● Supplied text:
# # # #

Christian August Friedrich Peters (7 September 1806 – 8 May 1880) was a German astronomer. He was the father of astronomer Carl Friedrich Wilhelm Peters. He was born in Hamburg and died in Kiel.

Peters was the son of a merchant and, although he did not attend secondary school regularly, he obtained a good knowledge of mathematics and astronomy. In 1826 he became assistant to Heinrich Christian Schumacher at Altona Observatory. Schumacher encouraged him to study astronomy and Peters did a PhD under Friedrich Bessel at the University of Königsberg. In 1834 he became an assistant at Hamburg Observatory and in 1839 joined the staff of Pulkovo Observatory. In 1849 he became professor of astronomy at Königsberg and soon after succeeded Bessel as director of the observatory there. In 1854 he became director of the Altona Observatory and editor of the Astronomische Nachrichten. Peters edited the journal for the rest of his life, being responsible for 58 volumes of the journal. In 1872 the observatory moved to Kiel and he moved there and continued in his post. In 1866, he was elected a foreign member of the Royal Swedish Academy of Sciences.

Peters became a name in the literature on the theory of errors for his 1856 note on the estimation of precision using absolute deviations from the mean.

Peters won the Gold Medal of the Royal Astronomical Society in 1852.

== Works ==
- Numerus constans nutationis ex ascensionibus rectis stellae polaris in specula Dorpatensi annis 1822 ad 1838 observatis deductus. (1842)
- Resultate aus Beobachtungen des Polarsterns am Ertelschen Vertikalkreise. 1842
- Recherches sur la parallaxe des étoiles fixes. (1847)
- Über die eigene Bewegung des Sirius. Diese Schrift führte zur Entdeckung des Sirius-Begleiters. Astronomische Nachrichten, 32, (1851), 1-58.
- Über die Bestimmung des wahrscheinlichen Fehlers einer Beobachtung aus den Abweichungen der Beobachtungen von ihrem arithmetischen Mittel, Astronomische Nachrichten, 44, (1856). 29-32.
The articles Peters published in Astronomische Nachrichten are all available on-line.

== Biography ==
- H. C. Freiesleben Peters, Christian August Friedrich Dictionary of Scientific Biography, vol. 10, 542-3.

# # # #

● Your objective:
Turn the paragraph of the astronomer biography that begins "Peters was the son of a merchant" into a bulleted list that keeps its main facts. The rows that come next have no connection to the astronomer biography.

● Data listing:

# # # #

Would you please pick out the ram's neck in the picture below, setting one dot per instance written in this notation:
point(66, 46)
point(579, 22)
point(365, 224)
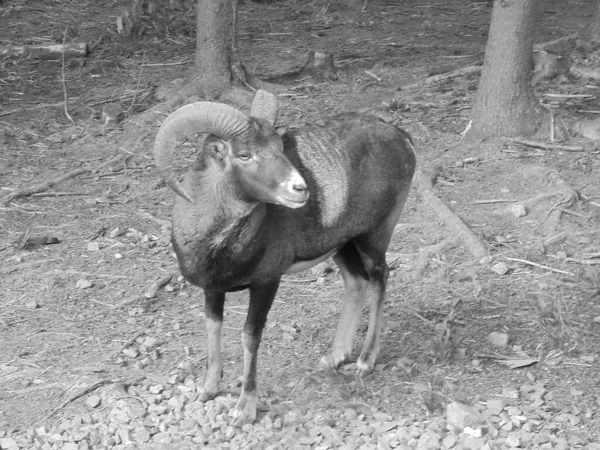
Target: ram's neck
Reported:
point(217, 220)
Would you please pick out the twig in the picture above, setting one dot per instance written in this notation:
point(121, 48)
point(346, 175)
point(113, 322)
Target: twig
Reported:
point(151, 291)
point(566, 148)
point(58, 194)
point(66, 98)
point(568, 95)
point(49, 184)
point(454, 222)
point(541, 266)
point(375, 77)
point(136, 86)
point(493, 200)
point(85, 391)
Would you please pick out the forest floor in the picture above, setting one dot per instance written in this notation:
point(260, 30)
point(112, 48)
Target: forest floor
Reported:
point(73, 314)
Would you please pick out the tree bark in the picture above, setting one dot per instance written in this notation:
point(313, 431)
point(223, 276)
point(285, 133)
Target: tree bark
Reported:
point(217, 65)
point(505, 104)
point(594, 30)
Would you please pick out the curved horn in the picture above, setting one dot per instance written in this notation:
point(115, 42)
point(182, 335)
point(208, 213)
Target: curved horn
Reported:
point(265, 106)
point(219, 119)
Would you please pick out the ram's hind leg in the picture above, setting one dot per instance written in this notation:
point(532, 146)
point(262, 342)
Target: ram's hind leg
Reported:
point(213, 310)
point(355, 283)
point(372, 248)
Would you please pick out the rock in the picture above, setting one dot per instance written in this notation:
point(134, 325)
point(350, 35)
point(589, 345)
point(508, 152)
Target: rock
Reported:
point(84, 284)
point(70, 446)
point(460, 416)
point(498, 339)
point(8, 444)
point(518, 210)
point(130, 352)
point(471, 443)
point(448, 442)
point(495, 406)
point(513, 439)
point(93, 401)
point(429, 440)
point(510, 393)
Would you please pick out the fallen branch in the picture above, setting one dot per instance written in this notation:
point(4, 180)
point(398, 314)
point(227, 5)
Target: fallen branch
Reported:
point(425, 252)
point(87, 390)
point(451, 220)
point(566, 148)
point(494, 200)
point(445, 76)
point(541, 266)
point(42, 187)
point(64, 83)
point(53, 51)
point(561, 40)
point(570, 197)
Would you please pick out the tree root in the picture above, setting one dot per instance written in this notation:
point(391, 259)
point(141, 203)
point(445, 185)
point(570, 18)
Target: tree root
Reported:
point(42, 187)
point(452, 221)
point(570, 197)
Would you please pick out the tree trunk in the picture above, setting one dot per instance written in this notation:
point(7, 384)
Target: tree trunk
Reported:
point(217, 66)
point(594, 30)
point(505, 104)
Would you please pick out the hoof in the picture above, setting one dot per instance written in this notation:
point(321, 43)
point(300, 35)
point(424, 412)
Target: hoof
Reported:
point(363, 369)
point(331, 362)
point(241, 418)
point(206, 395)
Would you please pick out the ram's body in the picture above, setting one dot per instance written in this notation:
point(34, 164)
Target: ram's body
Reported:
point(255, 206)
point(352, 192)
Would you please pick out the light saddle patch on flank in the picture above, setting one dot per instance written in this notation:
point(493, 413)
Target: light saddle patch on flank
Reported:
point(321, 153)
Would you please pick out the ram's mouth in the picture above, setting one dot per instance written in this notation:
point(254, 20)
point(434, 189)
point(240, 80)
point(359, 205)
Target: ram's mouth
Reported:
point(293, 203)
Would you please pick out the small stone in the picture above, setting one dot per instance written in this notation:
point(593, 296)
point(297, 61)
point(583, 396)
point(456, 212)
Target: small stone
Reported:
point(510, 393)
point(448, 442)
point(429, 440)
point(471, 443)
point(8, 444)
point(588, 358)
point(518, 210)
point(83, 284)
point(460, 416)
point(156, 388)
point(150, 342)
point(498, 339)
point(93, 401)
point(495, 406)
point(130, 352)
point(500, 268)
point(70, 446)
point(112, 114)
point(513, 439)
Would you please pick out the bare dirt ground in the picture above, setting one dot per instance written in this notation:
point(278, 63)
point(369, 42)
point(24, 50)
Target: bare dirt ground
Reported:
point(73, 313)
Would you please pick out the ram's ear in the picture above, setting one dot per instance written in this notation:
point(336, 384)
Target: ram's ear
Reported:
point(215, 147)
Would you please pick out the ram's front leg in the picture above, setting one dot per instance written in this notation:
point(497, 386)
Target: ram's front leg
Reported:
point(261, 299)
point(213, 309)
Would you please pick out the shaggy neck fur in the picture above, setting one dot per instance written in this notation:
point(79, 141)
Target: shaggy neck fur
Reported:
point(221, 219)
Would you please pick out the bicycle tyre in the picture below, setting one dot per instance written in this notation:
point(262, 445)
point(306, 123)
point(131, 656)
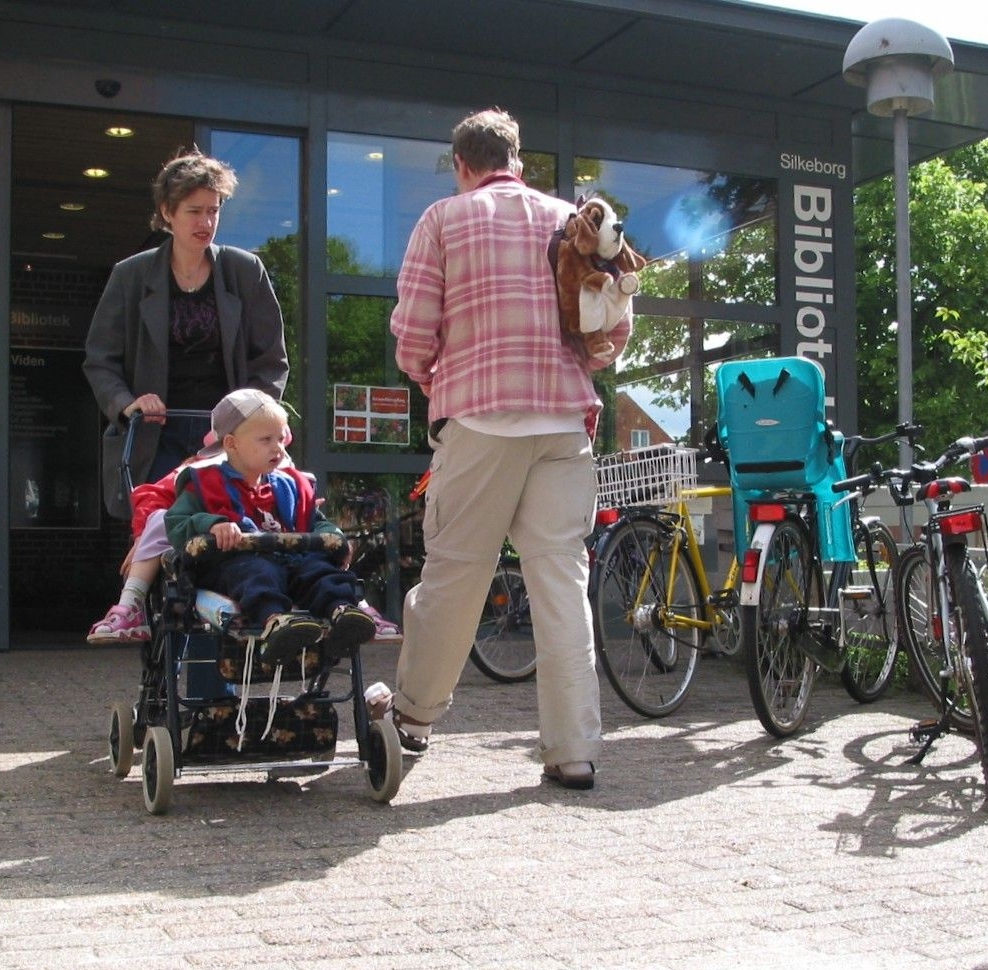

# # # #

● Solution to this exercise:
- Son of a merchant; gained a good knowledge of mathematics and astronomy despite irregular secondary schooling
- 1826: assistant to Heinrich Christian Schumacher at Altona Observatory, who encouraged him to study astronomy
- PhD under Friedrich Bessel at the University of Königsberg
- 1834: assistant at Hamburg Observatory
- 1839: joined the staff of Pulkovo Observatory
- 1849: professor of astronomy at Königsberg; soon after succeeded Bessel as director of the observatory there
- 1854: director of Altona Observatory and editor of the Astronomische Nachrichten, which he edited for the rest of his life (58 volumes)
- 1866: elected a foreign member of the Royal Swedish Academy of Sciences
- 1872: moved to Kiel with the observatory and kept his post